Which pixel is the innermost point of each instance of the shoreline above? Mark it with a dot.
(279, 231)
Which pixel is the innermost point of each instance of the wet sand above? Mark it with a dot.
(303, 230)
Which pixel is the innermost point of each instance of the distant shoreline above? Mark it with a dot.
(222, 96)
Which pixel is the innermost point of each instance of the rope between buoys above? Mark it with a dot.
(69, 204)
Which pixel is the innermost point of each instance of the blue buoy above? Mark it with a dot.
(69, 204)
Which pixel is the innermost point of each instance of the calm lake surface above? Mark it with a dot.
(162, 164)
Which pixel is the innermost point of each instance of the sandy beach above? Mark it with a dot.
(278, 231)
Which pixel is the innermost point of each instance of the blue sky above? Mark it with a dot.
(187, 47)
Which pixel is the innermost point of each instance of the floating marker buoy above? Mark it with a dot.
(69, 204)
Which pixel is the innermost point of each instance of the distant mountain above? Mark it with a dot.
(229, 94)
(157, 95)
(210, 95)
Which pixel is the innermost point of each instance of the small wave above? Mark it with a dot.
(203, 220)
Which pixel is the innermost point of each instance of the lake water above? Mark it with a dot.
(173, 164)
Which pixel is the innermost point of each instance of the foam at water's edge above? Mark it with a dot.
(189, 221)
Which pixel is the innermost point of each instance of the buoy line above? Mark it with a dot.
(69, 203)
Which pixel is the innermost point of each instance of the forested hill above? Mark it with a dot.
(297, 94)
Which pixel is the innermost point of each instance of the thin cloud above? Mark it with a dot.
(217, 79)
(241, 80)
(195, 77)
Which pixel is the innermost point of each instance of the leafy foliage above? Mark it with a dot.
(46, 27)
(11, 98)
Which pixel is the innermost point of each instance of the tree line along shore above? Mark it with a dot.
========
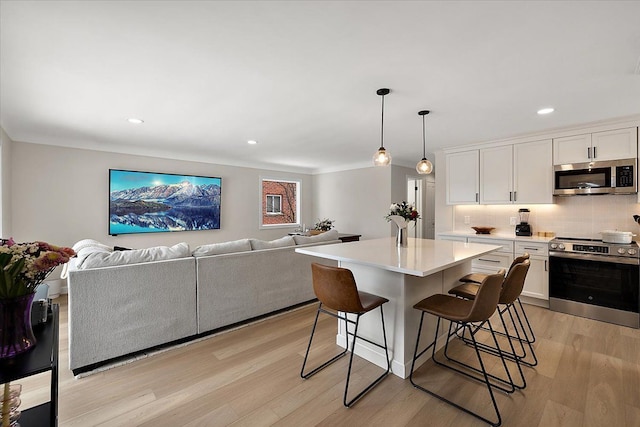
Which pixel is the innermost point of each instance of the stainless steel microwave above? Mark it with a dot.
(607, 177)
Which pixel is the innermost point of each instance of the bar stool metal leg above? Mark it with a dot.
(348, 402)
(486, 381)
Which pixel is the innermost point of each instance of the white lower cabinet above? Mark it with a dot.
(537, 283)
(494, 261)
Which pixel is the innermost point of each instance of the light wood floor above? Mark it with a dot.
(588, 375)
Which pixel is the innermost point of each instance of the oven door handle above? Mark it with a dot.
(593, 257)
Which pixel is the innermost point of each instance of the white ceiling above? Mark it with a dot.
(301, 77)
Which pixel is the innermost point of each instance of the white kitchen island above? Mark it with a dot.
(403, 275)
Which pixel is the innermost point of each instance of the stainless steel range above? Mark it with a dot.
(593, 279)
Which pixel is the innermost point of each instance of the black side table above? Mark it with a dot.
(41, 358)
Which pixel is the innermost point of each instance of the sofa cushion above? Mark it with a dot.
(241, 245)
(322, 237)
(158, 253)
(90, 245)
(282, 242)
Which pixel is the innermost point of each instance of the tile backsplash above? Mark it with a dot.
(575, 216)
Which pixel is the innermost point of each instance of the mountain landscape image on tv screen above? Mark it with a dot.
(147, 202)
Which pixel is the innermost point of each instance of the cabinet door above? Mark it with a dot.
========
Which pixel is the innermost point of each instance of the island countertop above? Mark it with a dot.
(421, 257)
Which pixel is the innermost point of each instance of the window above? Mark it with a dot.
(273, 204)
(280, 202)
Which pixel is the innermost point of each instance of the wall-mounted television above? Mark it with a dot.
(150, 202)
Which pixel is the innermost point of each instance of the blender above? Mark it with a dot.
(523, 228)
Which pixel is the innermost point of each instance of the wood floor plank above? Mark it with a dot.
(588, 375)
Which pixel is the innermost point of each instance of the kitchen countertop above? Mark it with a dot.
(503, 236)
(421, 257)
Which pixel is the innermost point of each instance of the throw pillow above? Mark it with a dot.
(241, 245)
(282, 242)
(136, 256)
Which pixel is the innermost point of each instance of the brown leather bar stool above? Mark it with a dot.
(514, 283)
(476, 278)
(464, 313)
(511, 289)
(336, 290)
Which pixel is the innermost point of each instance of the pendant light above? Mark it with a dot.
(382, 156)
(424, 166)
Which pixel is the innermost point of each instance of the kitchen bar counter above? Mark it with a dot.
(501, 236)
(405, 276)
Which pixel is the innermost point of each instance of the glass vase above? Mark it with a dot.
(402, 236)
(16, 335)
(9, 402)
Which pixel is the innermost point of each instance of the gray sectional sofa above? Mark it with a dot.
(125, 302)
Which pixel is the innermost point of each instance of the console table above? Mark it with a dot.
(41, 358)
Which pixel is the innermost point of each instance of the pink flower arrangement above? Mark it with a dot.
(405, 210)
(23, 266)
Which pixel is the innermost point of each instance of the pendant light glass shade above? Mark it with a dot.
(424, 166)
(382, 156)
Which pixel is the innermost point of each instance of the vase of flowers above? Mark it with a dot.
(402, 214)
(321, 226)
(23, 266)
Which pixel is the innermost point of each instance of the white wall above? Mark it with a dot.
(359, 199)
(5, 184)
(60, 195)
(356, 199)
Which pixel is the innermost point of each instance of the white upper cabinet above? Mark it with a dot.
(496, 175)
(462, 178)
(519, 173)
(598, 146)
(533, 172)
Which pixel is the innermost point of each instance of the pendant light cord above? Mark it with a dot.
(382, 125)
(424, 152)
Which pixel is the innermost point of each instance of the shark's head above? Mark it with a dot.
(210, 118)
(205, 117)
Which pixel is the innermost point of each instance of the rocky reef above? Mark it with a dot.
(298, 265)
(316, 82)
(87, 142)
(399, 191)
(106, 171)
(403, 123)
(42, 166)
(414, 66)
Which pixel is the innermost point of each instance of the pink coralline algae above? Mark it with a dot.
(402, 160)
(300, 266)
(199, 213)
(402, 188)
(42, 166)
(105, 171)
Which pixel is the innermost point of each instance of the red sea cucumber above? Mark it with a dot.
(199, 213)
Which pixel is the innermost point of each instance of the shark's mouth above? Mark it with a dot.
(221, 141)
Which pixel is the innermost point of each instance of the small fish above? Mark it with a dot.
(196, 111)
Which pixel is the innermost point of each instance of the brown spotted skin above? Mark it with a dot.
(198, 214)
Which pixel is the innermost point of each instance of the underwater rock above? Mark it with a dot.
========
_ASSIGNMENT_
In the data above, find the line that contains "cord above? Mark it with a dot." and the line that contains "rock above? Mark it with a dot.". Repeat exactly those lines and every line between them, and only those.

_TASK RESULT_
Which pixel is the innermost point of each instance of the pendant light cord above? Mark it with a dot.
(382, 125)
(424, 152)
Which pixel is the innermost point of each instance of the shark's head above? Mark it with a dot.
(210, 118)
(205, 117)
Which pixel is the innermost point of each instance of the rocky reef above? Mark it with a dot.
(298, 265)
(316, 82)
(87, 142)
(399, 191)
(106, 171)
(403, 123)
(42, 166)
(414, 66)
Which pixel is the innermost point of each instance of the pink coralline algae above? Mark it with a dot.
(402, 160)
(300, 266)
(199, 213)
(402, 188)
(42, 166)
(105, 171)
Which pixel is the innermost point of each instance of the red sea cucumber above? Mark it with a dot.
(199, 213)
Which pixel is the innermost point of each instance of the shark's mouth above? Mark it with a dot.
(221, 141)
Which pixel is the innermost point of each instance of the small fish above? Mark it with a dot.
(196, 111)
Which pixel is the innermost point of each instance of the brown spotted skin above? Mark it with a dot.
(198, 214)
Which pixel is the innermost point of each instance of the underwater rock above? Mark it with a dot.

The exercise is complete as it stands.